** Aufgabe **
Liste jede Zeile aus dem Material unten auf, die das Wort „basket“ enthält.
::: Eingabematerial :::
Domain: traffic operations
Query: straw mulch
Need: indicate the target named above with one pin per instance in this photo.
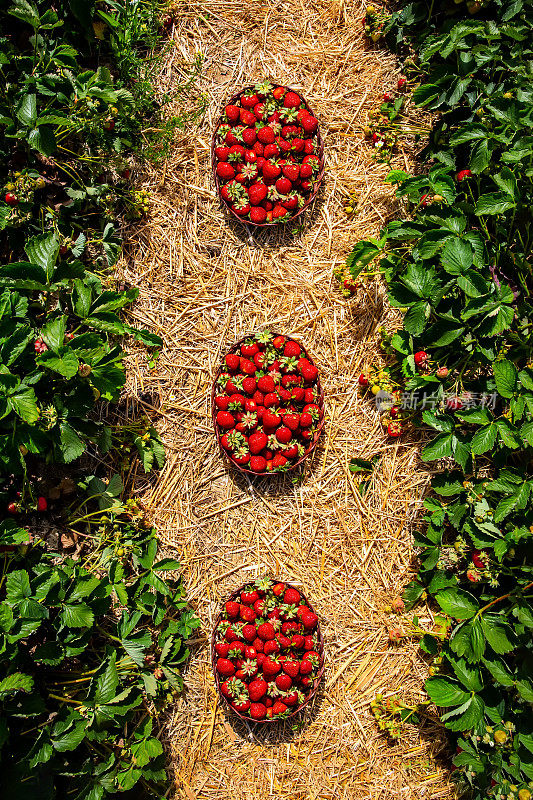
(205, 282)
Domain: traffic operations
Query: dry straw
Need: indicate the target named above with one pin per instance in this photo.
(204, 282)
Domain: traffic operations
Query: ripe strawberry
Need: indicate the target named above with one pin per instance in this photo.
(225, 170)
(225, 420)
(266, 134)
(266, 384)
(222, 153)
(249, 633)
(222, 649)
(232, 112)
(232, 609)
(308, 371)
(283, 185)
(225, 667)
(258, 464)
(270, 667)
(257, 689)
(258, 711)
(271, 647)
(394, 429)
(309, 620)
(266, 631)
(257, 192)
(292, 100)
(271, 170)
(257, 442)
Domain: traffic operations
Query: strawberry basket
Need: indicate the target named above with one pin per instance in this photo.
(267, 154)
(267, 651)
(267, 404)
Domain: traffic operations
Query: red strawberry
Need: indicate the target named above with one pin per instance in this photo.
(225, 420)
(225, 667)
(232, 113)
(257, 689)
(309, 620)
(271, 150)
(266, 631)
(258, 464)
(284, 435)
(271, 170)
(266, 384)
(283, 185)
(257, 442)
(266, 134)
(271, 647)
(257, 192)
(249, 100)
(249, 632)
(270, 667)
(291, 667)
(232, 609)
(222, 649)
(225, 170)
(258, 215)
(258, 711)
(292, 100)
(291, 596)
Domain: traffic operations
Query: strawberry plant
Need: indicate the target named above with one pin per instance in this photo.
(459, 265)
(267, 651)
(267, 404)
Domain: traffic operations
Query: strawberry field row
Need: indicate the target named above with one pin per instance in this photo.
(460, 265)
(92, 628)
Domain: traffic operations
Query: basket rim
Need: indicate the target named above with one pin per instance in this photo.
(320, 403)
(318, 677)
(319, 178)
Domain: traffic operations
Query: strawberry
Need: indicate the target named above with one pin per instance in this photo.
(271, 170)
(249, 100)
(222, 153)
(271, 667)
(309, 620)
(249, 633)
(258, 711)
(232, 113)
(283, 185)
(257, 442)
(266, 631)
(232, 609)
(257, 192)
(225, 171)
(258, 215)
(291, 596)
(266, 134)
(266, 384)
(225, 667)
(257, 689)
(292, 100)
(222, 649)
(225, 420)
:::
::: Eingabematerial :::
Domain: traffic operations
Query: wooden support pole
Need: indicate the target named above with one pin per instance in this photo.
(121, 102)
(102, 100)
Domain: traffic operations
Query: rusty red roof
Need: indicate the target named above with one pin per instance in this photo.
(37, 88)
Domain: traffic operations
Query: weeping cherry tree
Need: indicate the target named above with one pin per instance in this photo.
:::
** Lösung **
Query: strawberry basket
Query: basket rim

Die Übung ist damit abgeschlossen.